下に示す幽谷の経歴のうち、「あるとき師椿山から「画は何の」から「共に帝室技芸員に任命される。」までの部分を、一字一句そのまま書き写してください。

- _本文の抜粋_
####################

大工の棟梁源四郎の次男として江戸に生まれる。しかし、幼年時に患った天然痘からくる虚弱体質のため大工を継がなかった。15歳で父を失ったのがきっかけで、宮大工の鉄砲弥八に図面製作を学ぶ。弥八から技能を磨くためにまず絵画を学ぶようにいわれ、知人の紹介で椿椿山の画塾琢華堂に入門。また、漢学を大黒梅陰に学ぶ。生活は苦しく母の生活を支えるため日中は製図を描いて働き、夜になって書と画を学んだ。



あるとき師椿山から「画は何のために描くのか?」と問われ、「気ままに自分の心を画き、気ままに生活したい」と答えたところ、幽谷に咲く恵蘭のような心と評されて幽谷の画号を贈られたという。5年後の1854年(嘉永7年)、師椿山が没すると、寺子屋を開き子供たちを教えながら渡辺崋山に私淑して画を独学。明・清の画家の画法を修めて花鳥画・山水画に秀で、特に菊の絵が多い。渡辺崋山、椿椿山と続く、謹直な画風で花鳥図、人物図などを得意とした。



1872年(明治5年)の欧州の博覧会をはじめ内国勧業博覧会・絵画共進会などに出品し、画才を認められる。宮中で障壁画制作を任され、各会の審査委員を歴任。帝室技芸員の制度ができると1893年(明治26年)9月25日には橋本雅邦らと共に帝室技芸員に任命される。



1855年(安政2年)の安政の大地震で自分の家が半壊したにもかかわらず、師椿山の家の被害がひどく位牌が水に浸かってしまったことを聞くに及んで、自分の家の修復を後回しにして、師の家の修復を大工出身の幽谷自ら行なったというエピソードが伝わっている。また明治を迎えても生涯、丁髷で通したことでも知られる。

####################

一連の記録
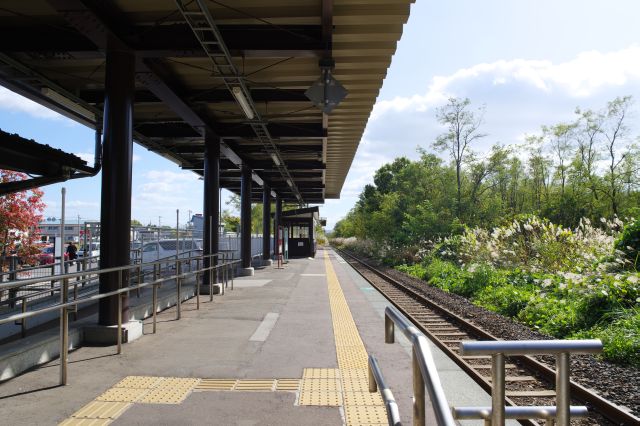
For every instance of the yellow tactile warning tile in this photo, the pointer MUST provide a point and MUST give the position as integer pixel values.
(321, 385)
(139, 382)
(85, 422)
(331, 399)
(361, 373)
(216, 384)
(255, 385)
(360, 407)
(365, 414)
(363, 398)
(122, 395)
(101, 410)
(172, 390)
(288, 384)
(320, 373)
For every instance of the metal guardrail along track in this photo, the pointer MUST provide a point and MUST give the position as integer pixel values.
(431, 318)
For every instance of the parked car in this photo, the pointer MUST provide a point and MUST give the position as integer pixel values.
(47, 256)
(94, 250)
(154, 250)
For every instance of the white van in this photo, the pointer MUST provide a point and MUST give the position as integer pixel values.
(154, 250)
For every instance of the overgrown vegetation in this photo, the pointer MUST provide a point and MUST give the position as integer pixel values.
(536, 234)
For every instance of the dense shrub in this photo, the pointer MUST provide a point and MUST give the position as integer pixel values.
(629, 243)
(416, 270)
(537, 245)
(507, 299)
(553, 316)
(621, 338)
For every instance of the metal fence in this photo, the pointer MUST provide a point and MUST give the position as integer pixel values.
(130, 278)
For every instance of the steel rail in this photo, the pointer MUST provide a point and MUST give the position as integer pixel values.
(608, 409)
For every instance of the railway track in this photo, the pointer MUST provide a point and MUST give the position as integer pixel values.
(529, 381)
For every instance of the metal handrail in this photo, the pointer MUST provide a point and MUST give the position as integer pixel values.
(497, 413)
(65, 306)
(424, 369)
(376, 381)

####################

- _正しい結果_
あるとき師椿山から「画は何のために描くのか?」と問われ、「気ままに自分の心を画き、気ままに生活したい」と答えたところ、幽谷に咲く恵蘭のような心と評されて幽谷の画号を贈られたという。5年後の1854年(嘉永7年)、師椿山が没すると、寺子屋を開き子供たちを教えながら渡辺崋山に私淑して画を独学。明・清の画家の画法を修めて花鳥画・山水画に秀で、特に菊の絵が多い。渡辺崋山、椿椿山と続く、謹直な画風で花鳥図、人物図などを得意とした。



1872年(明治5年)の欧州の博覧会をはじめ内国勧業博覧会・絵画共進会などに出品し、画才を認められる。宮中で障壁画制作を任され、各会の審査委員を歴任。帝室技芸員の制度ができると1893年(明治26年)9月25日には橋本雅邦らと共に帝室技芸員に任命される。